• READING PASSAGE:
*** Begin section ***
The constitutional nationalist Plaid Cymru vote fell back marginally, although it gained an extra seat, giving them a total of 13 MSs. Plaid’s voting decline, however, was in largely English-speaking South Wales, where it lost its only constituency seat (held by former party leader and republican, Leanne Wood). However, Plaid increased its vote in Welsh-speaking Wales. Plaid also faced Propel, an Alba-like, populist, Welsh nationalist party, led by controversial former Plaid MS, Neil McAvoy. They also faced a smaller right wing nationalist party, Gwlad. These challenges, like that of Alba in Scotland, were seen off, with McAvoy losing his Senedd seat. However, Propel still has 8 local councillors, who, like those in Alba, had defected from their former party.
*** End section ***
• YOUR OBJECTIVE: In the passage about Plaid Cymru, how many local councillors does Propel still have? Rely only on the passage about Plaid Cymru.

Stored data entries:
*** Begin section ***
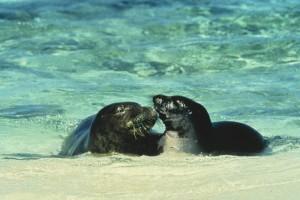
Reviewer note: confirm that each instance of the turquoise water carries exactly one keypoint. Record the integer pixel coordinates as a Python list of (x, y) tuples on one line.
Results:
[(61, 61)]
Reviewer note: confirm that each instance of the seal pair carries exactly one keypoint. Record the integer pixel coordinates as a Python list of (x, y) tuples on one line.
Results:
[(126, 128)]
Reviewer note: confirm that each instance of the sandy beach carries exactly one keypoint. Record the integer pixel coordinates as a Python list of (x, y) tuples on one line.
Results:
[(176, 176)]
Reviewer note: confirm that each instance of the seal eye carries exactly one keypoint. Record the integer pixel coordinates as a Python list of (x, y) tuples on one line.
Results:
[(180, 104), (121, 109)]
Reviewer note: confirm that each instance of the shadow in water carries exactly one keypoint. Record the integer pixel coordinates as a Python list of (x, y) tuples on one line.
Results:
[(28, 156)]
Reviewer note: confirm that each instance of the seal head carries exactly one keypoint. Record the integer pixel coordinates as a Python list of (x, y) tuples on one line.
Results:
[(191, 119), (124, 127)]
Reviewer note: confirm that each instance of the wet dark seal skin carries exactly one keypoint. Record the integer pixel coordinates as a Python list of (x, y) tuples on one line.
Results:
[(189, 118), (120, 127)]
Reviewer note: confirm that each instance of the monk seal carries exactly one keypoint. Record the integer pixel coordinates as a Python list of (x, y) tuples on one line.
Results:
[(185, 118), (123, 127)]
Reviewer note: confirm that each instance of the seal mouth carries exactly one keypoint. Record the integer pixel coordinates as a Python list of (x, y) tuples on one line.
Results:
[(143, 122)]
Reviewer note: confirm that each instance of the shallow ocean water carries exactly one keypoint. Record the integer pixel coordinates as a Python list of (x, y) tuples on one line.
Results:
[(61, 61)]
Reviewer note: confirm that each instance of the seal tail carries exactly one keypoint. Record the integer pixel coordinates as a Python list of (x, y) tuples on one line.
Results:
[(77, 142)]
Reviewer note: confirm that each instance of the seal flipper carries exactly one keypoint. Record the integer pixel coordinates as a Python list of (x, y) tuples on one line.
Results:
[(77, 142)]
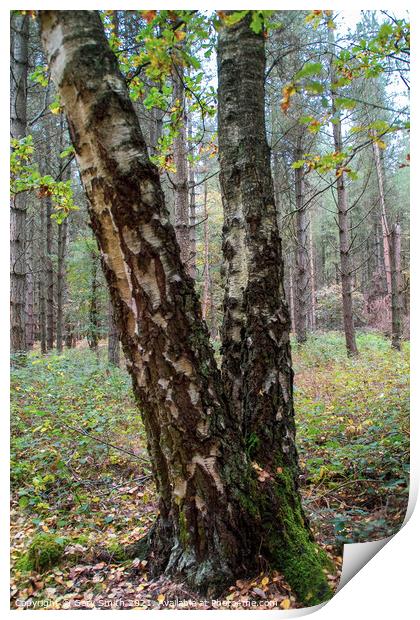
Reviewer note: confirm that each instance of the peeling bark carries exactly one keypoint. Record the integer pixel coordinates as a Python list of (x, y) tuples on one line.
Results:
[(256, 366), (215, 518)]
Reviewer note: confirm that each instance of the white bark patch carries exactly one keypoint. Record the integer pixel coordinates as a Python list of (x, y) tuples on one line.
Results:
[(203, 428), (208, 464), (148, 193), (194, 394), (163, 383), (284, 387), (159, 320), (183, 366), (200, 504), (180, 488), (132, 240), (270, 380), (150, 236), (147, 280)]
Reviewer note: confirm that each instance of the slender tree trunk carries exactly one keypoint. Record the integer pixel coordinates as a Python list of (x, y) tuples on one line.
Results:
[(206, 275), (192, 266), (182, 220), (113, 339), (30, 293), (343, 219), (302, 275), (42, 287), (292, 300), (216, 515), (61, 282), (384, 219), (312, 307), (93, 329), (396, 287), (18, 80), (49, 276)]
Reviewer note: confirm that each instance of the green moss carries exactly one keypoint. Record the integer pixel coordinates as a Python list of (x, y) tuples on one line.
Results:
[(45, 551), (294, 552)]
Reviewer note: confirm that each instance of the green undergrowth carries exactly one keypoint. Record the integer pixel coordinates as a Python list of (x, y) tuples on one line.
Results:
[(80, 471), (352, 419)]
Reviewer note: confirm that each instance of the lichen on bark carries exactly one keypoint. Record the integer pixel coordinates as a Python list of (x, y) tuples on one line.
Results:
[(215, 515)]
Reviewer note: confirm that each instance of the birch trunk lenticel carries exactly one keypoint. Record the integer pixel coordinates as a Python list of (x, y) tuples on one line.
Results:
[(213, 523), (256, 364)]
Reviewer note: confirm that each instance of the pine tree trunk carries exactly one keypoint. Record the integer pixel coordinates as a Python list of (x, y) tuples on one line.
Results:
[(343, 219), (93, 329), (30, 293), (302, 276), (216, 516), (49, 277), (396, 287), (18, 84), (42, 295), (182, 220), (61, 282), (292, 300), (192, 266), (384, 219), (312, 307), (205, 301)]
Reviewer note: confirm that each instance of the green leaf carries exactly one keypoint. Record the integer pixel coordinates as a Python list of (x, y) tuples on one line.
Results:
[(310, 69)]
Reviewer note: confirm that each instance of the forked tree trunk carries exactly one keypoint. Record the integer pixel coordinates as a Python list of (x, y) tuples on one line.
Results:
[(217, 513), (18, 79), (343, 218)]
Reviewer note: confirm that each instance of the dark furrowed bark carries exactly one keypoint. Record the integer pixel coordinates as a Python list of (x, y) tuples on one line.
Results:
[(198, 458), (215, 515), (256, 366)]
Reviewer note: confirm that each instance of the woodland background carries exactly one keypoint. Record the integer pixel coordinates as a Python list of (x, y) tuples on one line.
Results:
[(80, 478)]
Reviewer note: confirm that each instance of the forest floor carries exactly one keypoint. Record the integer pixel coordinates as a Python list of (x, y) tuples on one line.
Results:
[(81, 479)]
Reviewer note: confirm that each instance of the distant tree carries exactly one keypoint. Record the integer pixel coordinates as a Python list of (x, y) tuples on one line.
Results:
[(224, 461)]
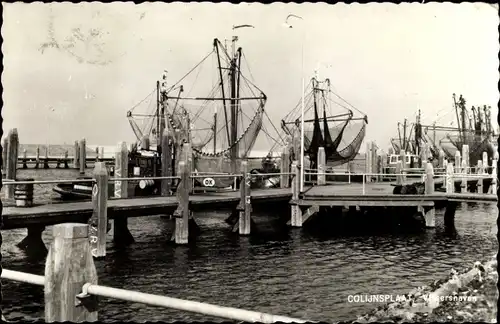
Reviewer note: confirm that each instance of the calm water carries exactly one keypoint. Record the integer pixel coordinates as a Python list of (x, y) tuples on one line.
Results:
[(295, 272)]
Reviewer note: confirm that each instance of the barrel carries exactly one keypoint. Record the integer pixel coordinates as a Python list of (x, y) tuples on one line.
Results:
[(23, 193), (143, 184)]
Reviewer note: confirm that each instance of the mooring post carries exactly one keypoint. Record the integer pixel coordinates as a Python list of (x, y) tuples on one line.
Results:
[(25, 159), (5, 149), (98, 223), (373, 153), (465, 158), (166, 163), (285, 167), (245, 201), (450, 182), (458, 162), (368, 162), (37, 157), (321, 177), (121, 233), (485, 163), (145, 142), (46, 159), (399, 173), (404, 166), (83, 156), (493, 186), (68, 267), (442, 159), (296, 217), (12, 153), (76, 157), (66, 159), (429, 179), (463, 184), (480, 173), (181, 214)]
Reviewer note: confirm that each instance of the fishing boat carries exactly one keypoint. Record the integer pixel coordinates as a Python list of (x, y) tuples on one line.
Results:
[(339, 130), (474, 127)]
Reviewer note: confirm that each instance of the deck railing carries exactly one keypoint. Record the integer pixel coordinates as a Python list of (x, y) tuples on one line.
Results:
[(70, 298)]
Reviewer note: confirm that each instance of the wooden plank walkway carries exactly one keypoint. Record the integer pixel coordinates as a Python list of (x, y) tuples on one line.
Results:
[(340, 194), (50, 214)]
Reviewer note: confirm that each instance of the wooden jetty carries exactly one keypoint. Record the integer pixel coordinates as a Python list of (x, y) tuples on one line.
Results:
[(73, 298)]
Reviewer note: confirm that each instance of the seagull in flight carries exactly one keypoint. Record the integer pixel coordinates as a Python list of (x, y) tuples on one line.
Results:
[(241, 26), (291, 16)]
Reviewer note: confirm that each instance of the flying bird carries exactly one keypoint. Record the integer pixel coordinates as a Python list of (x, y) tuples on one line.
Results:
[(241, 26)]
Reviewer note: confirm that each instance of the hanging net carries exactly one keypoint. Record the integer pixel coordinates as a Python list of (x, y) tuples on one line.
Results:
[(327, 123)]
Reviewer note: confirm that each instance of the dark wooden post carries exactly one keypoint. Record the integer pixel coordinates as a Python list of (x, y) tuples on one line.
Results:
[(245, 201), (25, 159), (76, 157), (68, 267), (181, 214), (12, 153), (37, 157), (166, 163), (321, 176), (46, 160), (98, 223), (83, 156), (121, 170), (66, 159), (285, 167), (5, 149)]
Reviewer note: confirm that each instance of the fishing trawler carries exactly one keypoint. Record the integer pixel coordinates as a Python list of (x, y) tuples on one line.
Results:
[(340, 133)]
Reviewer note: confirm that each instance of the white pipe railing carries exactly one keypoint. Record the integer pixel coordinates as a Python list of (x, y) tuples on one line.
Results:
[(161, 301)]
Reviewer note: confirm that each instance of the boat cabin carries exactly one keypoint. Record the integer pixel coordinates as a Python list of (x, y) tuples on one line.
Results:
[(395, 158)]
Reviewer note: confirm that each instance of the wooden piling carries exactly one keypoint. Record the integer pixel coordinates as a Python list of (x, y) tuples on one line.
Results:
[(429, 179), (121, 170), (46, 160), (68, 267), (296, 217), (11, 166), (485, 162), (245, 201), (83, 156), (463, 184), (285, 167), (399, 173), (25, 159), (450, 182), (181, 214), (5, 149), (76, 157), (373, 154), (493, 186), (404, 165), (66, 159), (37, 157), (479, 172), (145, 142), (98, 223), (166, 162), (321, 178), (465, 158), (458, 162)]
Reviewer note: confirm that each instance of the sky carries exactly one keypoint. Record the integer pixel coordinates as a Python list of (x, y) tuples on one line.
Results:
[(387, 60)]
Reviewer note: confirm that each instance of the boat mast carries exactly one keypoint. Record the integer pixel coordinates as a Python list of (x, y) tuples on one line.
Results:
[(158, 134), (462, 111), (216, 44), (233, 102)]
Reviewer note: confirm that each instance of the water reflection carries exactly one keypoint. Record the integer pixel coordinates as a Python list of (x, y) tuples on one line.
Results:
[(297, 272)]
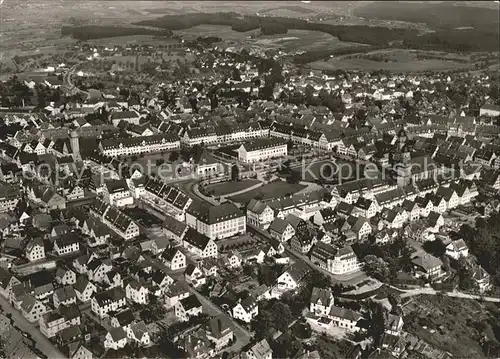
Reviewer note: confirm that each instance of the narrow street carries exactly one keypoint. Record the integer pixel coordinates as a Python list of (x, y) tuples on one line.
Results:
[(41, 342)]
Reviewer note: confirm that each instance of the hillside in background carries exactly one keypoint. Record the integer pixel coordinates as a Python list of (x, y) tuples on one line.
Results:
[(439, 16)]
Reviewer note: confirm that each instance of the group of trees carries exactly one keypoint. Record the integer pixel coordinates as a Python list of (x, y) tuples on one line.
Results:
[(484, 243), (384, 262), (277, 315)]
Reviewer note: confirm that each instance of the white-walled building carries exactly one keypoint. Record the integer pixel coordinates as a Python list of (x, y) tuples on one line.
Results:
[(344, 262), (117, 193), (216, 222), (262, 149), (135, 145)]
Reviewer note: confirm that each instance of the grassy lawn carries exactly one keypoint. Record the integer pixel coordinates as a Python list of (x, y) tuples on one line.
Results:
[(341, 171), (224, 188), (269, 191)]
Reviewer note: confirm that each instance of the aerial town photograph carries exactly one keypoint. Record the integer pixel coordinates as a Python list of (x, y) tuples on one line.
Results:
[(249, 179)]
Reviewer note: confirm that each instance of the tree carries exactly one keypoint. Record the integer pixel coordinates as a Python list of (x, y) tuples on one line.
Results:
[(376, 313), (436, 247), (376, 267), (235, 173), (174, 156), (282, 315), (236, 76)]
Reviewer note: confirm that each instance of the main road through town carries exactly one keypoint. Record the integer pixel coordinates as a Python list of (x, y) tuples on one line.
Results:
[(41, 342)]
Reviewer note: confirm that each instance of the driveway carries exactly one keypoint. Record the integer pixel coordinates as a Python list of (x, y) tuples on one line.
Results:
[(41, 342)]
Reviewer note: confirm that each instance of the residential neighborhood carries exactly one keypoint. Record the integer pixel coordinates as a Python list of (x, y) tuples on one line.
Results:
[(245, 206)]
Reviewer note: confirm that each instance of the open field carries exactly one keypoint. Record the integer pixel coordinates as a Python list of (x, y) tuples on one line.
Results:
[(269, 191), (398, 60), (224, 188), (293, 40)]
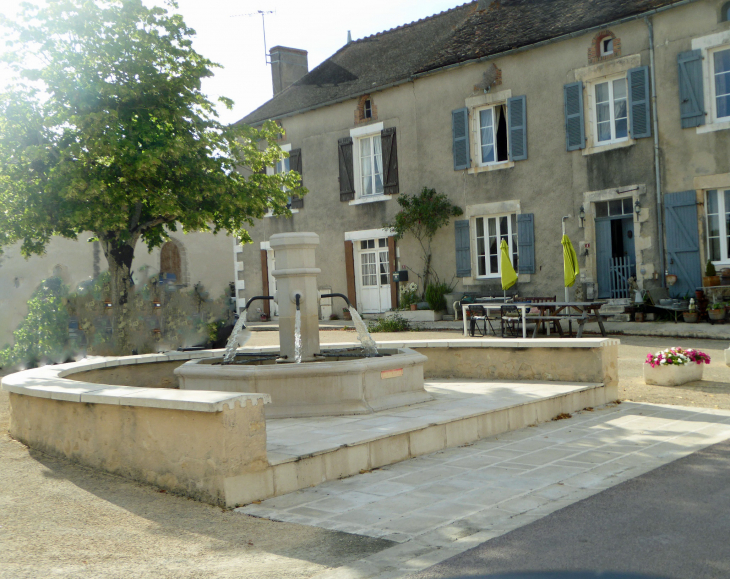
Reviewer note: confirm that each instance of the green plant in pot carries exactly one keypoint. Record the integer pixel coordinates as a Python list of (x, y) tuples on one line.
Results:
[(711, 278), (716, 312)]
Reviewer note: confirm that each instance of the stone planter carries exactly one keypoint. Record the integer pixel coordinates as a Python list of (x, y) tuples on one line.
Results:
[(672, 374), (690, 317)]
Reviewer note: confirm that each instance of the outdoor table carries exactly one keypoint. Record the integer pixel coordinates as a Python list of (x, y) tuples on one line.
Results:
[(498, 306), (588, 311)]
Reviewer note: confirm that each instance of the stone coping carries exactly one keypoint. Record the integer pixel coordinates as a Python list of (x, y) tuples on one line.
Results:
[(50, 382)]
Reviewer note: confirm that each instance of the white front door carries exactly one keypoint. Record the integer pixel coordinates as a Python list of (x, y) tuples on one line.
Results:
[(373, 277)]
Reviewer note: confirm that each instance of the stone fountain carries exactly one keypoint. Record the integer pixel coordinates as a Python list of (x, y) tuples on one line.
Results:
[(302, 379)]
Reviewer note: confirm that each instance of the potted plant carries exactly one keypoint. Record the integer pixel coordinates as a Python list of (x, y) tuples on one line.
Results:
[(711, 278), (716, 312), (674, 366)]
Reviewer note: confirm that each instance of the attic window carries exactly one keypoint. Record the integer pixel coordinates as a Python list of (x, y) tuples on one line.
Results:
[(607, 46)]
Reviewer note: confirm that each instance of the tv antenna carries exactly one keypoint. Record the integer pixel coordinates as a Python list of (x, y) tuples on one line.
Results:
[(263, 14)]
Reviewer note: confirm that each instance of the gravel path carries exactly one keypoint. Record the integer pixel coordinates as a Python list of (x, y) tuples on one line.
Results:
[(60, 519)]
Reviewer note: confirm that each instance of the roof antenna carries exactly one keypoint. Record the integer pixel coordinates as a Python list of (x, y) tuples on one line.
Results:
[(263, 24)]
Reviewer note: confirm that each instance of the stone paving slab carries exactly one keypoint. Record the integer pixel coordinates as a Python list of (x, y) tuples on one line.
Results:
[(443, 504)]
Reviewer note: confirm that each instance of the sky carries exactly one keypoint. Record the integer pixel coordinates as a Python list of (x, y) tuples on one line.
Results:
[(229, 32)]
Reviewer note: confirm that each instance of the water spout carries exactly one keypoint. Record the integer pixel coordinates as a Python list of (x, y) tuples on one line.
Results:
*** End section ***
• TASK RESPONSE: Propel still has 8 local councillors.